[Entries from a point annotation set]
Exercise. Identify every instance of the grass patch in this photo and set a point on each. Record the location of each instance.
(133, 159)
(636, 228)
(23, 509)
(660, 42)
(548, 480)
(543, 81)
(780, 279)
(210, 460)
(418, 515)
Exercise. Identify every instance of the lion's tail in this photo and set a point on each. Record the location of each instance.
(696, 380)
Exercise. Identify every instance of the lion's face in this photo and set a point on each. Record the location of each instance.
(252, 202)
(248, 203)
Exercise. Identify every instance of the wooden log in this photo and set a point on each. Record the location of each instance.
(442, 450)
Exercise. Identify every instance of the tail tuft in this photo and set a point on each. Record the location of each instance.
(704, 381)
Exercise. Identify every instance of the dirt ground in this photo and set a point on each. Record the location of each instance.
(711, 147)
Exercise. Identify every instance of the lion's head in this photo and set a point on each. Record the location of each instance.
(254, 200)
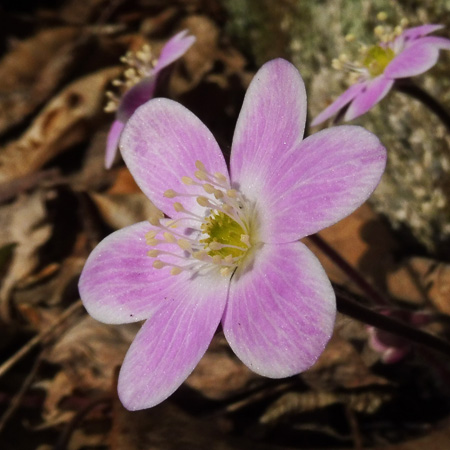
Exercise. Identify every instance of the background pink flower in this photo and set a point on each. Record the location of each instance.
(411, 53)
(230, 252)
(143, 90)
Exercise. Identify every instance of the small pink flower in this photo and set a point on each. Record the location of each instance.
(230, 252)
(410, 53)
(146, 75)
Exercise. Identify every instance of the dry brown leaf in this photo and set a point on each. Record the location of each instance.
(24, 223)
(67, 120)
(121, 210)
(32, 70)
(220, 374)
(90, 351)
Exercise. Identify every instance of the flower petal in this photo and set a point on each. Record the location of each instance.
(422, 30)
(175, 48)
(339, 103)
(112, 142)
(280, 313)
(271, 121)
(436, 41)
(136, 96)
(170, 344)
(412, 61)
(119, 283)
(376, 90)
(327, 177)
(160, 144)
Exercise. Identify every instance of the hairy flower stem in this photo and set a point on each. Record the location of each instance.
(351, 272)
(408, 87)
(346, 304)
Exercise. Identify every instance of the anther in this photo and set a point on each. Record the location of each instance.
(169, 237)
(200, 166)
(175, 271)
(187, 180)
(178, 207)
(157, 264)
(203, 201)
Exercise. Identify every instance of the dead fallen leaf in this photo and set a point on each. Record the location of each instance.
(67, 120)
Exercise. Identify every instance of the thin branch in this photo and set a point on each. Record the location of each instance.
(350, 271)
(406, 86)
(39, 337)
(346, 304)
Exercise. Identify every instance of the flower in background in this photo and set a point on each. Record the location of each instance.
(401, 53)
(393, 348)
(140, 82)
(229, 252)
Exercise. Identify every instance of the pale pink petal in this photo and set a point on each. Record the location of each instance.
(412, 61)
(271, 121)
(112, 142)
(175, 48)
(160, 144)
(135, 97)
(328, 176)
(170, 344)
(281, 310)
(422, 30)
(375, 91)
(343, 100)
(119, 283)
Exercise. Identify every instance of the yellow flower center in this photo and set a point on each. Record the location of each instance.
(221, 239)
(377, 58)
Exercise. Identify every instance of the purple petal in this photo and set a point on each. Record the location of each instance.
(413, 61)
(436, 41)
(271, 121)
(376, 90)
(327, 177)
(119, 283)
(160, 144)
(112, 142)
(136, 96)
(422, 30)
(170, 344)
(175, 48)
(280, 313)
(339, 103)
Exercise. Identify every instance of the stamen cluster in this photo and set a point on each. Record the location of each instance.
(139, 65)
(372, 60)
(218, 239)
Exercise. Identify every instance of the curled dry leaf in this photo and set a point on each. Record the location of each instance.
(90, 351)
(25, 224)
(300, 402)
(219, 374)
(32, 70)
(66, 121)
(121, 210)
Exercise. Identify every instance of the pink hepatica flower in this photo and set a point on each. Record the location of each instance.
(229, 252)
(401, 54)
(141, 79)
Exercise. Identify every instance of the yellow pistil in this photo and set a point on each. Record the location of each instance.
(377, 58)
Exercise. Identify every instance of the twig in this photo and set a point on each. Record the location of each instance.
(347, 305)
(39, 338)
(64, 438)
(406, 86)
(17, 399)
(351, 272)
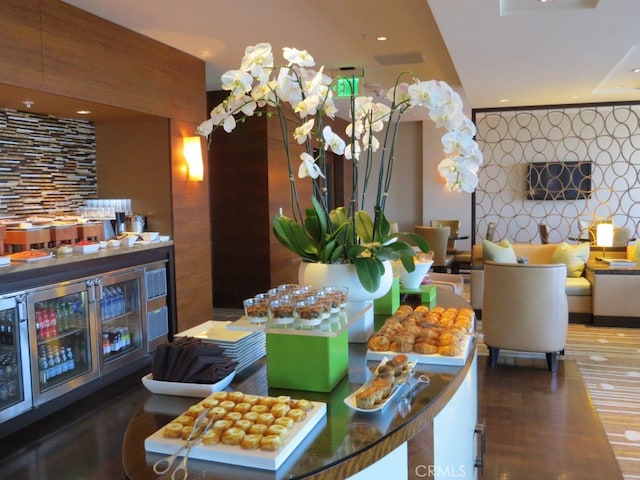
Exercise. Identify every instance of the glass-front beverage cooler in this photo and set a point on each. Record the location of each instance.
(121, 337)
(15, 381)
(62, 339)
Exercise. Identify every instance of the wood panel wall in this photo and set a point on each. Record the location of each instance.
(249, 186)
(56, 48)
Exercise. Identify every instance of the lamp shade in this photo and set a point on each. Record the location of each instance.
(192, 149)
(604, 234)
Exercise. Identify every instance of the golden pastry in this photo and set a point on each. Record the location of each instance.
(251, 441)
(258, 428)
(235, 396)
(172, 430)
(222, 424)
(227, 405)
(233, 416)
(270, 442)
(303, 404)
(297, 414)
(232, 436)
(280, 430)
(260, 408)
(266, 418)
(185, 420)
(243, 424)
(280, 409)
(251, 416)
(212, 437)
(217, 413)
(287, 422)
(242, 407)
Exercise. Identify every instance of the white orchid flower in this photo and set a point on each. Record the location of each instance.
(332, 141)
(420, 93)
(302, 132)
(330, 108)
(399, 94)
(256, 59)
(370, 141)
(220, 115)
(205, 128)
(287, 89)
(298, 57)
(308, 106)
(457, 140)
(317, 83)
(308, 167)
(263, 94)
(237, 81)
(352, 152)
(355, 129)
(243, 103)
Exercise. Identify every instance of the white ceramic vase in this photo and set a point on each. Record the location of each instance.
(360, 301)
(413, 279)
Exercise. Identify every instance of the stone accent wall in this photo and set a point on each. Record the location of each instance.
(47, 164)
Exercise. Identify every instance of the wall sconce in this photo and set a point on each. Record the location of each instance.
(604, 236)
(192, 149)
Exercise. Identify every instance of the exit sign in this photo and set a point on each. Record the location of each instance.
(345, 87)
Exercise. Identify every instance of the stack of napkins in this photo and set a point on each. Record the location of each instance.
(241, 346)
(190, 360)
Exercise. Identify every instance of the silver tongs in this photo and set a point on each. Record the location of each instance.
(200, 427)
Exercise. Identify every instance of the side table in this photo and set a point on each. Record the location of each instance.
(614, 294)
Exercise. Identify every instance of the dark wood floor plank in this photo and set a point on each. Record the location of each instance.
(539, 424)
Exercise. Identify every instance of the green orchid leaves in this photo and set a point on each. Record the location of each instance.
(330, 239)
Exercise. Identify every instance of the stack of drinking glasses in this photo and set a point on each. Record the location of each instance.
(302, 307)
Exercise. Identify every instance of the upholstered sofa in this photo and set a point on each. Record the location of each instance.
(579, 288)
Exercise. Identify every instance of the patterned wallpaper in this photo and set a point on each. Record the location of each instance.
(608, 136)
(47, 164)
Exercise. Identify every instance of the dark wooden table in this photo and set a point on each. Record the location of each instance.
(345, 444)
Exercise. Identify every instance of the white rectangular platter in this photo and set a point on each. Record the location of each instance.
(433, 359)
(235, 455)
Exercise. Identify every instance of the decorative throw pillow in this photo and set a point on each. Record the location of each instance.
(498, 252)
(573, 256)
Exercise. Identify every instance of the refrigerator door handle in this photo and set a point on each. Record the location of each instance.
(91, 294)
(21, 303)
(98, 292)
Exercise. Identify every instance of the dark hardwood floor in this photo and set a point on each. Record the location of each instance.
(538, 425)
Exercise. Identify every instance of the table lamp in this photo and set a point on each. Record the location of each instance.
(604, 236)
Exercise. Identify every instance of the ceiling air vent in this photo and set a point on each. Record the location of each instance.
(399, 59)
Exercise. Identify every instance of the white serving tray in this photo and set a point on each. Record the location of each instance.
(201, 390)
(402, 386)
(93, 248)
(433, 359)
(235, 455)
(30, 259)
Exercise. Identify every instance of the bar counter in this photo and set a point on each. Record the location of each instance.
(339, 447)
(26, 275)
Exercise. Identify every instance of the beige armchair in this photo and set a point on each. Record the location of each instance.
(525, 309)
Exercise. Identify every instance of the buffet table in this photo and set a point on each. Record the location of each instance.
(347, 443)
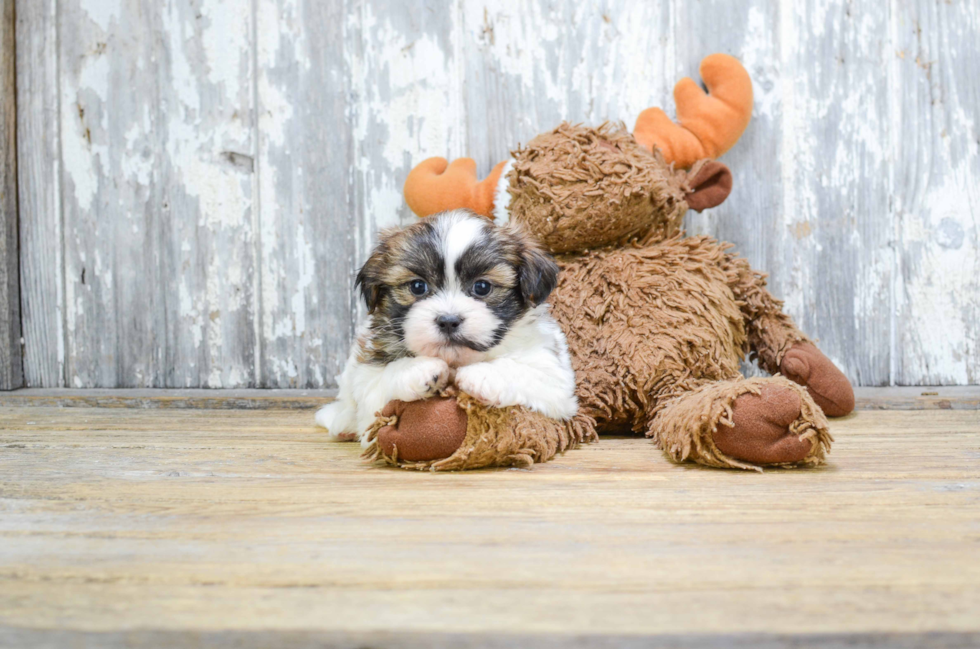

WHAT YOU NEED TO DO: Copy all of the items above line for line, without changing anything. Leave the pictures out of your copy.

TASK SOLUTION:
Exercise. Identify every instance of the grass patch in this photo and set a point on each. Record the location of each instance.
(133, 159)
(636, 228)
(23, 509)
(660, 42)
(548, 480)
(543, 81)
(780, 279)
(210, 460)
(418, 515)
Exercise. Identify every instance of the lion's tail in this photo and set a point on each. Record the location of each instance.
(696, 380)
Exercise. Identify every instance of the lion's face in this photo and set a point on each. Record the location of each instance.
(252, 202)
(248, 203)
Exercise. Identify every instance of the wooden log in this photo and set a point on each. Record the location of each instance.
(442, 450)
Exercise. Identify every instance of the tail tuft in this photo and set a point on each. Record the location of each instance.
(704, 381)
Exercise. Identify every instance of the dirt ground in this photo and set a point on each. Record the location of each instance.
(711, 147)
Exercise. Identify every instance of the lion's head in this photo and set a point on each. Record the location of each instance.
(254, 200)
Exercise. Identify every instance of the background pink flower in this photo and set a point on each. Record the location of each instance.
(411, 53)
(230, 252)
(143, 90)
Exercise. Identify every instance of the small pink flower in this photo and set a point on each. Record the location of each instance.
(230, 252)
(410, 53)
(146, 75)
Exercise. Identify every instance of the dry brown leaf in this photo and set a point on each. Record the location of each instance.
(24, 223)
(67, 120)
(121, 210)
(32, 70)
(220, 374)
(90, 351)
Exercise. Identify every instance of the flower petal in this photo and set a point on each. Record the location of each instance.
(422, 30)
(175, 48)
(339, 103)
(112, 142)
(280, 313)
(271, 121)
(436, 41)
(136, 96)
(170, 344)
(412, 61)
(119, 283)
(376, 90)
(327, 177)
(160, 144)
Exercise. Identify every instance of the hairy flower stem in this photo and set a point on each. Record the location of each instance.
(351, 272)
(408, 87)
(346, 304)
Exercise. Identify every instance of the anther in this photo and set a point on each. Record the location of each instance.
(169, 237)
(200, 166)
(175, 271)
(187, 180)
(178, 207)
(157, 264)
(203, 201)
Exercise. Identify every instance of the dead fallen leaf in this photo and set a point on each. Record the location of each instance.
(67, 120)
Exercise. Identify every instance of the thin branch in this photo and set a point on each. Record the location of each instance.
(350, 271)
(406, 86)
(39, 337)
(346, 304)
Exercise. Identify every instance of the flower in background in this photo and set a point on each. Record the location of each instance.
(401, 53)
(393, 348)
(140, 82)
(229, 252)
Exercise. Identify every instance of the pale pink petal in this photo and set a point on each. Record the location of each instance.
(412, 61)
(271, 121)
(112, 142)
(175, 48)
(160, 144)
(135, 97)
(328, 176)
(170, 344)
(281, 310)
(422, 30)
(375, 91)
(343, 100)
(119, 283)
Exercise. Identify every instance of the yellow flower center in this photo and set a point on each. Record the location of each instance.
(221, 239)
(377, 58)
Exercise. Identify every instance of the purple petal in this photo and set a point on each. Record the location of each instance.
(413, 61)
(436, 41)
(271, 121)
(376, 90)
(327, 177)
(119, 283)
(160, 144)
(112, 142)
(136, 96)
(422, 30)
(170, 344)
(175, 48)
(280, 313)
(339, 103)
Exercise. Identify every instance of the stamen cluster in this photo and set a point on each. Record the location of each instance.
(139, 65)
(372, 60)
(218, 239)
Exercise. Identify every instance of the curled dry leaf in this photo and set a point on each. Record the location of each instance.
(90, 351)
(25, 224)
(300, 402)
(219, 374)
(32, 70)
(66, 121)
(121, 210)
Exercise. Identify every instance of the pink hepatica flower in this photo and set a point on each. Record the location of each instance.
(229, 252)
(401, 54)
(141, 79)
Exercise. Identify every instance of the yellow pistil in this photo and set a point on each. Record the location of each instance.
(377, 58)
Exercise. Identify every instance of the twig in this photo and set a point on each. Record the location of each instance.
(347, 305)
(39, 338)
(64, 438)
(406, 86)
(17, 399)
(351, 272)
Exercise. Identify every instance of the glass-front beverage cooler in this photo and set a point on each. Record the location of each instance.
(121, 337)
(15, 381)
(62, 339)
Exercise. Identify every instance of the wood panel wall in this photo and set a point on each. Record the location of each instance.
(249, 186)
(56, 48)
Exercise. Identify every instance of the lamp shade in this photo and set a point on each. Record the location of each instance.
(192, 149)
(604, 234)
Exercise. Identify every instance of the golden pastry in this photo and set a point on each. Record the location of each instance.
(251, 441)
(258, 428)
(235, 396)
(172, 430)
(222, 424)
(227, 405)
(233, 416)
(270, 442)
(303, 404)
(297, 414)
(232, 436)
(280, 430)
(260, 408)
(266, 418)
(185, 420)
(243, 424)
(280, 409)
(251, 416)
(212, 437)
(217, 413)
(287, 422)
(242, 407)
Exercise. Identify every instance of the white orchid flower in this photo and set a point on each. Record the location of each instance.
(332, 141)
(420, 93)
(302, 132)
(330, 108)
(399, 94)
(256, 59)
(370, 141)
(220, 115)
(205, 128)
(287, 89)
(298, 57)
(308, 106)
(457, 140)
(317, 83)
(308, 167)
(263, 94)
(237, 81)
(352, 152)
(355, 129)
(243, 103)
Exercise. Identify every instance of the white ceramic vase in this photo and set a point on each. Record the location of each instance.
(360, 301)
(413, 279)
Exercise. Identify every instance of the stone accent wall in this photo and set a point on each. Record the location of each instance.
(47, 164)
Exercise. Identify every instance of the wall sconce in this photo and set a point on each. Record the location of each instance.
(604, 236)
(192, 149)
Exercise. Identify every instance of the exit sign in this photo and set a point on each. Record the location of each instance.
(345, 87)
Exercise. Identify every instance of the stack of napkins in this photo and set a point on each. Record the location of each instance.
(241, 346)
(190, 360)
Exercise. Identify every instance of the silver tongs in this photo and set a point on each. Record the location of each instance.
(200, 427)
Exercise. Identify every instance of the side table in this photo and set a point on each. Record the location of each instance.
(614, 294)
Exercise. Identify every instance of the dark wood floor plank in this photo and set a point on each. Record the location of each instance.
(539, 424)
Exercise. Identify every instance of the green orchid leaves in this photo and set a point on each. Record the location of each instance.
(330, 239)
Exercise. Identify every instance of the stack of drinking glasses in this photo and set a point on each. Record the location of each instance.
(302, 307)
Exercise. Identify every instance of the upholstered sofa in this photo and set a point on each. Record the location of each instance.
(579, 288)
Exercise. Identify every instance of the patterned wallpaper in this photo and set a point on each. Record the location of each instance.
(608, 136)
(47, 164)
Exercise. Identify every instance of the dark wooden table in this photo and set a point on each. Record the location of each instance.
(345, 444)
Exercise. Identify every instance of the white rectangular platter in this photo and set a point on each. Record the location of each instance.
(433, 359)
(235, 455)
Exercise. Identify every instance of the decorative throw pillow in this photo and set a point on each. Record the location of each instance.
(498, 252)
(573, 256)
Exercise. Identify every instance of the refrigerator door handle in this photo and set a point on each. Record the location of each instance.
(91, 294)
(21, 303)
(98, 292)
Exercise. Identify every instance of the dark hardwood floor in this photo and set a point on each. Record the location of each instance.
(538, 425)
Exercise. Identify every instance of the table lamp in this photo and set a point on each. Record the location of each instance.
(604, 236)
Exercise. Identify every instance of the ceiling air vent in this photo and set a point on each. Record the location of each instance.
(399, 59)
Exercise. Identify every instance of the white serving tray in this photo and set a point on each. Record the location of each instance.
(201, 390)
(402, 386)
(93, 248)
(433, 359)
(235, 455)
(30, 259)
Exercise. Identify every instance of the bar counter in this photo and set a point on each. Record the location of each instance.
(339, 447)
(26, 275)
Exercise. Identify every instance of the beige armchair in this photo and set a point on each. Record the location of each instance.
(525, 309)
Exercise. Identify every instance of the buffet table in this photo and set a point on each. Record the location of each instance.
(347, 443)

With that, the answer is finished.